§ Passage to read

════════════════

# Child Benefit in Italy



## Sallysoapdish

Hello,
Has anyone figured out how to apply for Child Benefit in Italy?? It should be available in all EU countries shouldn't it?? If anyone has managed it - Can you tell me what it is in Italian I need to ask for and where to go?


----------



## smith11

hey! do you know results of a study shows that, replicates and extends a comparative study on the same topic undertaken by SPRU and published in 1993. It sought to collect details of the tax benefit package available to families with children. National informants were commissioned to complete a model families matrix providing details of how taxes, benefits and services impact on a range of families with a range of earnings levels. This data was used to compare the level and structure of the child benefit package and how it varies by earnings, family type, number and ages of children. The national informants also completed a questionnaire which enabled us to place the results in the context of the demographic and labour market context in each country.


----------



## jane glover

*Child benefit in Italy*

Hi Sallysoapdish

We still claim our child benefit in England.......like you said italy is an EU country as is England so it shouldn't make a difference. 
Jane


----------



## Jess Crews

Hi Sallysoapdish

How did you get on with the child benefit issue? I have just leared that I am expecting and wanted to start looking into it.

Thanks


----------



## Emmawareham

Sallysoapdish said:


> Hello,
> Has anyone figured out how to apply for Child Benefit in Italy?? It should be available in all EU countries shouldn't it?? If anyone has managed it - Can you tell me what it is in Italian I need to ask for and where to go?

════════════════

§ Information given
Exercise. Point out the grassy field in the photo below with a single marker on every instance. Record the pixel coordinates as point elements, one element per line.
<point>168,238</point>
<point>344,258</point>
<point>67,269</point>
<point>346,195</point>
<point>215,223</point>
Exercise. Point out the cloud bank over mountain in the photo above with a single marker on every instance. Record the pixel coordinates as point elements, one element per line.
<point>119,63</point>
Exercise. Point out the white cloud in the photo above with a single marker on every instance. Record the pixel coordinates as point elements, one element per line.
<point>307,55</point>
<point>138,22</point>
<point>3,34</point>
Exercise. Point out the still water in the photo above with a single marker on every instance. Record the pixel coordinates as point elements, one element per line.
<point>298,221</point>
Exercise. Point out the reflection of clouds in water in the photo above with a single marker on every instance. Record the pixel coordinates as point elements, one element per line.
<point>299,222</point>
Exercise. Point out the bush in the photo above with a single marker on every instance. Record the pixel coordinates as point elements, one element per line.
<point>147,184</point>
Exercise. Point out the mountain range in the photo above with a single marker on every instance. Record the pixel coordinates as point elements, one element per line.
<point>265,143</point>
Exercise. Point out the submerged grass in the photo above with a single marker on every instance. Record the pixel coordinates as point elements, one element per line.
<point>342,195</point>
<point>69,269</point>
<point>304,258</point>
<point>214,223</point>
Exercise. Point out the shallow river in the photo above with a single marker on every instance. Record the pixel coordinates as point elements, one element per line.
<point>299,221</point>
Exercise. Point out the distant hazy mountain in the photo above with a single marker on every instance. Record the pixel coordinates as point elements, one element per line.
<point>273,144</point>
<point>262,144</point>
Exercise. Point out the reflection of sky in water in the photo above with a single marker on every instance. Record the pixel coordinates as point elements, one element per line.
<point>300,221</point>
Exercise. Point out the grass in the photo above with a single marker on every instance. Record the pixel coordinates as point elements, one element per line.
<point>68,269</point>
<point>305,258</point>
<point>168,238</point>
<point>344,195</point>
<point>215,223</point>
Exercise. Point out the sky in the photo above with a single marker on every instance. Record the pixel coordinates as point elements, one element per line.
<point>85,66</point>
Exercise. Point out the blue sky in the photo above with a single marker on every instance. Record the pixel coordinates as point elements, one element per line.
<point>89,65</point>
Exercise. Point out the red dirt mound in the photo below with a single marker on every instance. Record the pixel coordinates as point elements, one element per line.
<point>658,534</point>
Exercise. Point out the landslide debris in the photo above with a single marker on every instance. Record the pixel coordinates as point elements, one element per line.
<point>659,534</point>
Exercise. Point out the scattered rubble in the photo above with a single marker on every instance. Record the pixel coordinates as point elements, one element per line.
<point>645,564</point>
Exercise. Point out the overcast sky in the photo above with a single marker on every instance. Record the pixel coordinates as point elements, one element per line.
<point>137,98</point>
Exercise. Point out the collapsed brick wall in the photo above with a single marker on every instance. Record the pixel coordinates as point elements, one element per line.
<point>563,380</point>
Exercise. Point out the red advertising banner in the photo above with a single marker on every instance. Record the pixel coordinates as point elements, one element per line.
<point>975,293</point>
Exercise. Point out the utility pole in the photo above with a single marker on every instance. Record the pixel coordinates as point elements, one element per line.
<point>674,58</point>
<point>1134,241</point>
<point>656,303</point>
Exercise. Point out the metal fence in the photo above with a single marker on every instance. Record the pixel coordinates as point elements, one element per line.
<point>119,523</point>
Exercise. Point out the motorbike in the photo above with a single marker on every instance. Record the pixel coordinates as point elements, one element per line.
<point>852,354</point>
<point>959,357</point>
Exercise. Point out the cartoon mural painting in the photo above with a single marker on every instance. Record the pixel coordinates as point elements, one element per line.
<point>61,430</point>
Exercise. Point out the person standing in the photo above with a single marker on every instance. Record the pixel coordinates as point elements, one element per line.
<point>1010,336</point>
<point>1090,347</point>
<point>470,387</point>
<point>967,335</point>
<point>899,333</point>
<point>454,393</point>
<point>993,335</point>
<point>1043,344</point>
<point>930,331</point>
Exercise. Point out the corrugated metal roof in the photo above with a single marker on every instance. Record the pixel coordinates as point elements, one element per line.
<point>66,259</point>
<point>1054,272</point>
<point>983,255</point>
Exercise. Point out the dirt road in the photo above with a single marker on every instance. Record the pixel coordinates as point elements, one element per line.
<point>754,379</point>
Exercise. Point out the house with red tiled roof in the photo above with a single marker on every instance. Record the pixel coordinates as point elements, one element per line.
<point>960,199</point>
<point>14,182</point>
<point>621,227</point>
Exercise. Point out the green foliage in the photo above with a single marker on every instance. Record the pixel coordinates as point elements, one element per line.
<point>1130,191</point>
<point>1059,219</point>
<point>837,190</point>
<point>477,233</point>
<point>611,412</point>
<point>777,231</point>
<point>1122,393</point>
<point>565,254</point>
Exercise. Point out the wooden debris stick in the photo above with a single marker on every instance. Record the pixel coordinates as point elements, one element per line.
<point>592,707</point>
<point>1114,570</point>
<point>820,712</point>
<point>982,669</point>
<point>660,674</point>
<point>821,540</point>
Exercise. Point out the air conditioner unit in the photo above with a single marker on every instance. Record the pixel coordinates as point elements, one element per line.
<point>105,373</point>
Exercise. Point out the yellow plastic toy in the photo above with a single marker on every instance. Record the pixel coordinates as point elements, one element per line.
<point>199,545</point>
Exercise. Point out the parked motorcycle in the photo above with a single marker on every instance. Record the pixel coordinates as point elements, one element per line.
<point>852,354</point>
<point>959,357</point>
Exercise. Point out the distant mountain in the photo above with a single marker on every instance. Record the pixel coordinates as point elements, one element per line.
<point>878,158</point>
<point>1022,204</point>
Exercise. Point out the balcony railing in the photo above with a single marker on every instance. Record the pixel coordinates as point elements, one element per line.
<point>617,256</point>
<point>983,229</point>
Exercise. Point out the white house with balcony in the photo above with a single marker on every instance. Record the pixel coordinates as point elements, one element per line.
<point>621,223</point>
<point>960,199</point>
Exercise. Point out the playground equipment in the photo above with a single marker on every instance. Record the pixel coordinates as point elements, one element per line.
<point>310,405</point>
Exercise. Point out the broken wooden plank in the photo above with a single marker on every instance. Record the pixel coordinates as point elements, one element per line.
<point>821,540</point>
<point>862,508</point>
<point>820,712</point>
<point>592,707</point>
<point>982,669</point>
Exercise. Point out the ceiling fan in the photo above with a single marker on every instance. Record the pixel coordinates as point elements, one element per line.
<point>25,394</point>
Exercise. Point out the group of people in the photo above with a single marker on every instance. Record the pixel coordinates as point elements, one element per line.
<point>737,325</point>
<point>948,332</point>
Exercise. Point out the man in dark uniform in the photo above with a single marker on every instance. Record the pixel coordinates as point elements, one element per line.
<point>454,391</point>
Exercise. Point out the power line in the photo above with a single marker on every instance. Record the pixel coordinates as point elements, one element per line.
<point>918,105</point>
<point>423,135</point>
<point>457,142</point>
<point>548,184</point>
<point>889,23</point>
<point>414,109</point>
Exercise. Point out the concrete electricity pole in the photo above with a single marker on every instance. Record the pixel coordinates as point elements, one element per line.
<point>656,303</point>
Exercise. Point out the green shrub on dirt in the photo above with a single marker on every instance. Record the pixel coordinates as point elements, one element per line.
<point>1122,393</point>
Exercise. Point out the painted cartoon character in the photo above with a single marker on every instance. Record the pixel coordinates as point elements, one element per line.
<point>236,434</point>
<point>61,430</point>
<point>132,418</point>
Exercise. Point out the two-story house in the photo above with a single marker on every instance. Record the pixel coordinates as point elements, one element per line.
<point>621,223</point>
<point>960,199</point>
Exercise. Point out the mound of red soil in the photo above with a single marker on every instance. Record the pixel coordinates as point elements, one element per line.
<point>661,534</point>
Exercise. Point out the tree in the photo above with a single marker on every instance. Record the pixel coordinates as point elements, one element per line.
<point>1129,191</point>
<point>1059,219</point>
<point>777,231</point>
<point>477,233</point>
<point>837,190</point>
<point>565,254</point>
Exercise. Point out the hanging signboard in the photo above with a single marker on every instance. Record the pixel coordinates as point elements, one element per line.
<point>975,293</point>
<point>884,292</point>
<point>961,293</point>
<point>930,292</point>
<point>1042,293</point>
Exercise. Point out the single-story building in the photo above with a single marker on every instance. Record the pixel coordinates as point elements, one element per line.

════════════════

§ Written exercise
According to the child benefit thread, which organization undertook and published the 1993 comparative study? The data is separate material from the child benefit thread.

§ Full output
SPRU